> [THE TASK]: Pick up the discussion on loading a hermetic clang toolchain for rules_cuda and continue it after its final sentence.
[Start of DOCUMENT EXTRACT]
It'd be good to be able to load clang from https://github.com/grailbio/bazel-toolchain so that we can have a hermetic toolchain setup. I'll probably look into this at some point soon as we're already using that toolchain for our host builds and will be using rules_cuda soon within one of our product builds.

jsharpe avatar Nov 03 '22 23:11 jsharpe

llvm apt clang is also built with NVPTX enabled, we can use that too.

cloudhan avatar Nov 05 '22 01:11 cloudhan

This is partially fixed by #143. Later I will add a full integration test by adding nccl as an example. The cloudhan/nccl-example branch should be buildable with both clang and nvcc.
[End of DOCUMENT EXTRACT]
[Start of DATA SHOWN]
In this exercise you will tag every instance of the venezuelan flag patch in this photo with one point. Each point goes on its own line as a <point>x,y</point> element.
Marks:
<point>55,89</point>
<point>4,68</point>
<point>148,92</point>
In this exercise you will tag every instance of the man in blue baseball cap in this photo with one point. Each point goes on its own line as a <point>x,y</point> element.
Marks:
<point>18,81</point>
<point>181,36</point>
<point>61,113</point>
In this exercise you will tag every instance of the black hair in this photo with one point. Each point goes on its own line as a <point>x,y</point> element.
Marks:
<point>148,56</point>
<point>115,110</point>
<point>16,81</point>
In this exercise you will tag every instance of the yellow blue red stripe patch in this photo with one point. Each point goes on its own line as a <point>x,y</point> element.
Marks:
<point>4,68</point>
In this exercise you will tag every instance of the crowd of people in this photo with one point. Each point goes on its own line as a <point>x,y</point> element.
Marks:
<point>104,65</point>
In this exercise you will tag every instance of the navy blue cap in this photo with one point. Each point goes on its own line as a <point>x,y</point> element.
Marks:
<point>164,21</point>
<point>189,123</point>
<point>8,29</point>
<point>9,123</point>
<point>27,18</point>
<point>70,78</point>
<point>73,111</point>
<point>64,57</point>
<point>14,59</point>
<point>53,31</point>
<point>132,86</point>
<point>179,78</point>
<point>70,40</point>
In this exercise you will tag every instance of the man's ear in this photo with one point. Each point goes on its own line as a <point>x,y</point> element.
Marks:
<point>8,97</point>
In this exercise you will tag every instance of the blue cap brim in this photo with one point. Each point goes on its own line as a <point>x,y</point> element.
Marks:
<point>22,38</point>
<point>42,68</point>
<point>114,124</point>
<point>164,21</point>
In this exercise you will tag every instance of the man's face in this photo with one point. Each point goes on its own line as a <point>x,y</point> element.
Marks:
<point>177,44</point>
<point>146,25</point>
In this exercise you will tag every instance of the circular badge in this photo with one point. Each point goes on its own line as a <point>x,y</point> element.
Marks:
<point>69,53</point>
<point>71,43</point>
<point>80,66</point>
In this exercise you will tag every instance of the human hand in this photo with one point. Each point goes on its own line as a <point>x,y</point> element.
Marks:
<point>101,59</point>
[End of DATA SHOWN]
> [ANSWER]:
cloudhan avatar Aug 09 '23 15:08 cloudhan

Is there any flags I should add besides maybe those:

build:clang --@rules_cuda//cuda:compiler='clang'
build:clang --@rules_cuda//cuda:archs=compute_61:compute_61,sm_61
build:clang --@rules_cuda//cuda:runtime=@local_cuda//:cuda_runtime_static
build:clang --@rules_cuda//cuda:copts='-stdlib=libc++'

in theory for this to work ? I'm having a weird issue: eveything compiles fine, but then on execution it just dies without any output. Maybe I'm living a bit too close to the edge using clang 17 and CUDA 12.1 ? It does say it's only partially supported...

My whole setup is available here: https://github.com/hypdeb/lawrencium.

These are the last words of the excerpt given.